TEXT PROVIDED

┏━━

Iridology (also known as iridodiagnosis) is an alternative medicine technique whose proponents believe that patterns, colors, and other characteristics of the iris can be examined to determine information about a patient's systemic health. Practitioners match their observations to iris charts which divide the iris into zones which they correspond to specific parts of the human body. Iridologists see the eyes as "windows" into the body's state of health.
Iridologists use the corresponding charts to highlight certain systems and organs in the body as healthy and others as overactive, inflamed, or distressed. Iridologists believe this information may be used to demonstrate a patient's susceptibility towards certain illnesses, to reflect past medical problems, or to predict health problems which may be developing.
As it is not a method of treatment, its practitioners often study other branches of alternative medicine, such as naturopathy.
The word "iris" is Greek and means "rainbow" or "halo." The iris is the colorful portion of the eye that surrounds the pupil. The idea of iridology, if not its practice, is more than 2,000 years old. The idea is found discreetly in the Bible in the sixth chapter of the book of St. Matthew, verse twenty-two.
Iridology was "rediscovered" by two European men in the 19th century. Together, these two share the title of "father of iridology." These men were Hungarian Ignatz von Peczely and Swedish clergyman Nils Liljequist.
Legend has it that in 1837, Von Peczely captured an owl in the family garden. In an effort to escape, the owl fractured its leg (or perhaps Von Peczely accidentally broke the owl's leg). Either way, Ignatz soon noticed a streak or line begin to develop in the owl's eye after it had been injured. According to the traditional story, this line became a black spot at the 6:00 (six o'clock) position of the owl's iris. The iris mark was in a position that the iris chart (both Von Peczely and Liljequist made separate but strikingly similar iris charts that matched eye markings with specific body parts) said corresponded to the leg. Peculiarly, although the charts for the left and right irides are similar, they are not identical.
When Von Peczely examined a man with a similar marking in his iris, Von Peczely suddenly recollected his encounter with the owl. Fascinated by his findings, he began research and investigation into what is now called modern iridology. Thus, a man's strange encounter with an owl directly led to the onset of the formation of the science of iridology.

┗━━

DATASET RECORDS

┏━━

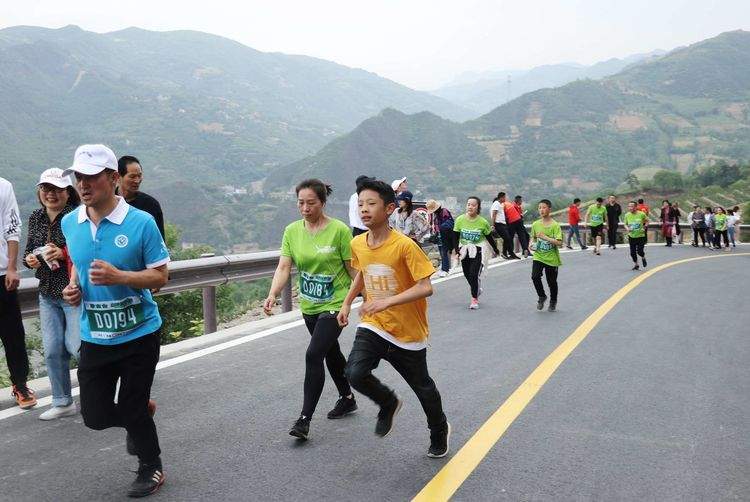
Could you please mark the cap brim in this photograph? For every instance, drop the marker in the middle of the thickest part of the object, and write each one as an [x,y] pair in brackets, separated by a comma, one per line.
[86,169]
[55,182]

┗━━
┏━━

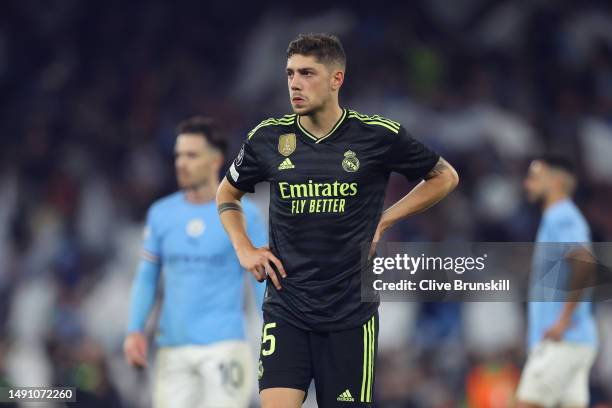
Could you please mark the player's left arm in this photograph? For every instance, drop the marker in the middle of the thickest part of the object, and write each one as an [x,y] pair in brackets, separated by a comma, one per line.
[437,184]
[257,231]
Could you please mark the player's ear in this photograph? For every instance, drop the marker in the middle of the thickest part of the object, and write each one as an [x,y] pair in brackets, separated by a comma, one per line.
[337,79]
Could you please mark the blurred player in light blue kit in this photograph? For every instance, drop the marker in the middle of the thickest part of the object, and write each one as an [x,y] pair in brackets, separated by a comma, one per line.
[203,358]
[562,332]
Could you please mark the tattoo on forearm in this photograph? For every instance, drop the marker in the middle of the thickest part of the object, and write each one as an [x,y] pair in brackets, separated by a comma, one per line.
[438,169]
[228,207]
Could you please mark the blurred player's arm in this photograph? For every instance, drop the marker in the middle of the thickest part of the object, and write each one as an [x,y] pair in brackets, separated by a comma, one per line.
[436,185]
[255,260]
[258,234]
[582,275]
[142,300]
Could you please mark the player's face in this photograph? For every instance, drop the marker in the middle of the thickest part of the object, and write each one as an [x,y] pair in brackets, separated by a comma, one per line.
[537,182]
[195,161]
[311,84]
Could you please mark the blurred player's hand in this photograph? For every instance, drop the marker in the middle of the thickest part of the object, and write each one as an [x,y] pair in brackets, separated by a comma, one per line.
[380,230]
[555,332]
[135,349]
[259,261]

┗━━

WHAT TO PRODUCE
Transcribe the part of the iridology text that begins at the words "Iridologists use the" and stops after "may be developing.".

WORKED SOLUTION
Iridologists use the corresponding charts to highlight certain systems and organs in the body as healthy and others as overactive, inflamed, or distressed. Iridologists believe this information may be used to demonstrate a patient's susceptibility towards certain illnesses, to reflect past medical problems, or to predict health problems which may be developing.